When sin entered the world, it caused death: not physical death, but spiritual death. There was no spiritual death before Adam because man was not a spiritual being until Adam. The image of God was created in man with the addition of a spiritual nature.
In the same way God also took Eve from among pre-Adamic humanity and made her a spiritual being for the purpose of companionship to Adam. No creature, not even existing humanity, could be Adam’s true companion now that he was become a spiritual being. So then God took Eve from his side(“ribs”), from his existing human community, and made her a spiritual being also, in order that Adam might have a true companion.
Having created this spiritual pair, God set them in the Garden of Eden with instructions. The first command is given in Gen 1:28:
“Be fruitful and increase in number; fill the earth and subdue it. Rule over the fish in the sea and the birds in the sky and over every living creature that moves on the ground.”
The second command is given in Gen 1:29-30:
“I give you every seed-bearing plant on the face of the whole earth and every tree that has fruit with seed in it. They will be yours for food. And to all the beasts of the earth and all the birds in the sky and all the creatures that move along the ground—everything that has the breath of life in it—I give every green plant for food.”
A third command comes in the form of a commission in Gen 2:15:
“The Lord God took the man and put him in the Garden of Eden to work it and take care of it.”
The fourth command, forbidding the eating of the tree of the knowledge of good and evil, comes in Gen 2:16b-17:
“You are free to eat from any tree in the garden; but you must not eat from the tree of the knowledge of good and evil, for when you eat from it you will certainly die.”

Material provided:
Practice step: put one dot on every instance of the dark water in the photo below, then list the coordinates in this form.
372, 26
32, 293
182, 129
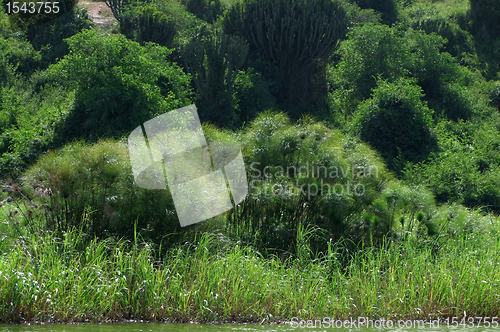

Exercise directions:
Quote the passage on Adam and Eve word for word, between "In the same" and "a true companion.", inclusive.

Solution:
In the same way God also took Eve from among pre-Adamic humanity and made her a spiritual being for the purpose of companionship to Adam. No creature, not even existing humanity, could be Adam’s true companion now that he was become a spiritual being. So then God took Eve from his side(“ribs”), from his existing human community, and made her a spiritual being also, in order that Adam might have a true companion.